Answer these from the blog page:
(a) What date appears above the church discipline post?
(b) Who is credited with the quote "Smarty Pants"?
(c) What verse is cited for the qualifier "if he will not hear thee"?

=== Selected text ===

------------

Home
« Home | Next: A few things… »
| Next: The Story »
| Next: The fellowship of believers »
| Next: Church Discipline – The Confrontation »
| Next: A Few Things... »
| Next: Required Reading »
| Next: Is it in you? »
| Next: Church Discipline – Getting the beam out »
| Next: Time Out... »
| Next: The Belgic Division »

Thoughts

Topics

Archives


Subscribe

Feed Link

Study Help

Real Help

    Needed Prayers


Links

About

About Kc


Awards

Quotes

    "You are really cool you are married to an European!! How cooler can you be??"
    Fisherman Pecheur

    "Smarty Pants"
    Mad Matt

    "Oh, you did not ask for Bonhoeffer's opinion did you? You wanted mine..."
    the SOFYST

    "You are like the master at this "feelings" stuff!
    Kind Kristi

    "I enjoy your comments, but they are always delightfully enigmatic"
    Dyspraxic Fundamentalist


Monday, April 17, 2006

Church Discipline – One or two witnesses, those who are spiritual and the Church

In the case of a personal offense the qualifier for further action is “if he will not hear thee” (Mat. 18:16). That is not determined by verbal descent but by a repetition of the offense. If the offender verbally rejects your complaint but then desist in the offense it’s obvious he’s heard you and there’s no need for further action but what about someone who appears to repent but persist in the offense? Most of us want to believe our brother when they agree with us so this type of violation is doubly offensive. In either case if a brother persists in an offense then we’re obligated to go to him once more seeking restoration but this time with one or two witnesses.

------------

=== Extracted data ===

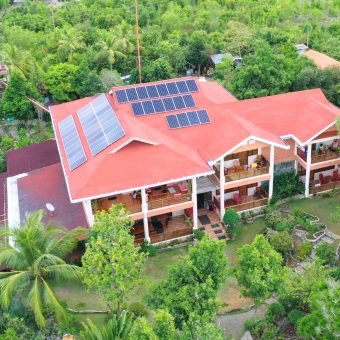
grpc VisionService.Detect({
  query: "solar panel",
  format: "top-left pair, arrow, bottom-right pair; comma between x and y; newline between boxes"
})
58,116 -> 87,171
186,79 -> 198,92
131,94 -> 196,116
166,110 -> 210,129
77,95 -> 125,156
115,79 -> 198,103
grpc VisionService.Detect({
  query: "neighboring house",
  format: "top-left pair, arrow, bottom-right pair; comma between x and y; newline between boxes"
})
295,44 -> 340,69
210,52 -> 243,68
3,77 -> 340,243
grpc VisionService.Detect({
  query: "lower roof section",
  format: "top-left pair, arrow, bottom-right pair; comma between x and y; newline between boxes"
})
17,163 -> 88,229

------------

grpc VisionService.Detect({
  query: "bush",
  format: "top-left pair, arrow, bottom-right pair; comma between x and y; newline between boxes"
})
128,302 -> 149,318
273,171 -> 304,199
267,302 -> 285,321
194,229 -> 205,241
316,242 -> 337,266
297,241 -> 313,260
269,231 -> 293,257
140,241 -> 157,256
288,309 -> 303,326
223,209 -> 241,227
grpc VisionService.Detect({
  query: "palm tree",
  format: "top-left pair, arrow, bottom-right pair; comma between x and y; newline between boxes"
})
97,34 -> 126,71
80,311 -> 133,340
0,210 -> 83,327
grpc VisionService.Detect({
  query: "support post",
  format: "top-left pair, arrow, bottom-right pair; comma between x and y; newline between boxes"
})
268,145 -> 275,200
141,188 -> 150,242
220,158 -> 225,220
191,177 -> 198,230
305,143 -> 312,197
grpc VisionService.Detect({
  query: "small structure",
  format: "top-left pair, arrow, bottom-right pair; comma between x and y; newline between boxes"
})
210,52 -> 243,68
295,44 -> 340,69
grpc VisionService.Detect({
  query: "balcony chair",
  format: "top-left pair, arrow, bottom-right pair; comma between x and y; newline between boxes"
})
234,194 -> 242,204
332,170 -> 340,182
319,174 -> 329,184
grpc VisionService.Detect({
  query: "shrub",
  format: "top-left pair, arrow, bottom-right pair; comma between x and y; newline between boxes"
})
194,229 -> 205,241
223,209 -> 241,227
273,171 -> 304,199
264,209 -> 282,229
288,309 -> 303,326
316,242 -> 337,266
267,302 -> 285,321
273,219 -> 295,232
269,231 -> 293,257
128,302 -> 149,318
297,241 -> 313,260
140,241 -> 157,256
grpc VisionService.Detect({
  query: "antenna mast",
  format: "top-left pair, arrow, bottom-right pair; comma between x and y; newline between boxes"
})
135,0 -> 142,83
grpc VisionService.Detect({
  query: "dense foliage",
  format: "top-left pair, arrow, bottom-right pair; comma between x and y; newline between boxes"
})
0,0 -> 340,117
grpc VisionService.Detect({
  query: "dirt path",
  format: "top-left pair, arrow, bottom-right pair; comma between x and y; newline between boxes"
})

------------

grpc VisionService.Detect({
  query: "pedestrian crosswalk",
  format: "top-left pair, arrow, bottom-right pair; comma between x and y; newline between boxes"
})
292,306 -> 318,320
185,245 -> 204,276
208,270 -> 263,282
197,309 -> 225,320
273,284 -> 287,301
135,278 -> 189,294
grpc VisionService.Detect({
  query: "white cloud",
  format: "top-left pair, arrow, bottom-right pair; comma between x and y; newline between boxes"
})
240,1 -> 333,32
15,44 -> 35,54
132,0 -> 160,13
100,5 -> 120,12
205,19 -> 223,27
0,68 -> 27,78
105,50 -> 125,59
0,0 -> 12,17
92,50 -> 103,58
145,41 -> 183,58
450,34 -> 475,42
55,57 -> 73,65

------------

=== Output of the exercise ===
(a) Monday, April 17, 2006
(b) Mad Matt
(c) Mat. 18:16